Texto de referência
===============

Em laranja, a projeção da área construída com a ampliação do Porto de São Sebastião. Foto: divulgação
Por Rafael Thomé
O litoral norte paulista como você conhece pode estar com os dias contados. A iminente ampliação do porto de São Sebastião pretende servir de “canal” de escoamento da indústria agrícola e mineral do Vale do Ribeira, multiplicando consideravelmente o fluxo de navios, contêineres e caminhões na região.
Atualmente, o porto possui apenas um ponto de atracação, mas, com o investimento de R$ 2,5 bilhões previsto pelo governo estadual no Plano Integrado Porto Cidade (PIPC), o número de berços atracadouros deve chegar a 12, o que significará um movimento de cargas 40 vezes maior que o de hoje. Juntamente com esse projeto, está previsto o investimento de R$ 760 milhões para a construção do Contorno Sul da Rodovia dos Tamoios a fim de garantir o transporte dos contêineres.

===============

Linhas fornecidas
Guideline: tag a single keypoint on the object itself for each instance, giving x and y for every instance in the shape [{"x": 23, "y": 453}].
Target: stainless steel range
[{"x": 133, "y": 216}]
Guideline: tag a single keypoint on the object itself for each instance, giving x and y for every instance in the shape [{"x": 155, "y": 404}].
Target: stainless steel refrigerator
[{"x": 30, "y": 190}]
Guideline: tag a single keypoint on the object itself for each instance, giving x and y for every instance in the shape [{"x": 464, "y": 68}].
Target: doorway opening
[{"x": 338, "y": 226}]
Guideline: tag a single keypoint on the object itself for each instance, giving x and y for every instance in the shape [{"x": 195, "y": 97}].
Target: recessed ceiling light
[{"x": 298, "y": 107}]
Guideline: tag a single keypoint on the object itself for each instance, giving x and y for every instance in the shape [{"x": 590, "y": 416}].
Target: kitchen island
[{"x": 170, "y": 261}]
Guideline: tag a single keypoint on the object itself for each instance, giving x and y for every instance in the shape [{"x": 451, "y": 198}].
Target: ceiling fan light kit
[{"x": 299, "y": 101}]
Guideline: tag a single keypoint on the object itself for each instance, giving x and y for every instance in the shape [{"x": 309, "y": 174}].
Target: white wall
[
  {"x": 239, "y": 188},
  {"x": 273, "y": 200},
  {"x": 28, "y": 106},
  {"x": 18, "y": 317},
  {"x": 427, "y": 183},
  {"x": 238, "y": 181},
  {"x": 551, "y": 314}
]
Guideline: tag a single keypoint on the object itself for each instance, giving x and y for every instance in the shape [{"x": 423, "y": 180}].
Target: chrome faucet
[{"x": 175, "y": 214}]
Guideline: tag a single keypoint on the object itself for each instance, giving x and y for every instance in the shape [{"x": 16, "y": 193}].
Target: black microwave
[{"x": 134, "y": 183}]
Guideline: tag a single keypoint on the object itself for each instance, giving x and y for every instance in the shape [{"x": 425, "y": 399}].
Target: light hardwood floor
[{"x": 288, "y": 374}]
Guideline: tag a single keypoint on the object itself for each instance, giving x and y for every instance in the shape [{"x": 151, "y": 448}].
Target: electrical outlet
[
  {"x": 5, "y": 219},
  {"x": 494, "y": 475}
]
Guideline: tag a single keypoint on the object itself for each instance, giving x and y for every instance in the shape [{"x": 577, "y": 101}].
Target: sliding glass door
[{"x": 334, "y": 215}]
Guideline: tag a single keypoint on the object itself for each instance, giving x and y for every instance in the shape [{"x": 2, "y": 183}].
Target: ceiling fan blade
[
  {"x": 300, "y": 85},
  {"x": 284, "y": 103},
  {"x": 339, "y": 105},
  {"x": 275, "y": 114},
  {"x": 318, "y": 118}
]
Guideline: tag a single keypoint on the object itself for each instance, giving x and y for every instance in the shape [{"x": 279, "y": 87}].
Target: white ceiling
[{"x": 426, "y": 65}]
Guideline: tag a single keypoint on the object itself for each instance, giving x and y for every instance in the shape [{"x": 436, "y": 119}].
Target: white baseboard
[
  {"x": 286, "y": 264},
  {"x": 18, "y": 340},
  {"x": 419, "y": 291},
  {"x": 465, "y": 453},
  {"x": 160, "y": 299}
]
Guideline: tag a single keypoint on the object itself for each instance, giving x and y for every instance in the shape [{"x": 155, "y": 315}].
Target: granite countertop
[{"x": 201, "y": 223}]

===============

Instruções da tarefa
De acordo com o texto de referência, a quantos berços atracadouros deve chegar o porto de São Sebastião com o investimento previsto no PIPC?

Resposta
O número de berços atracadouros deve chegar a 12.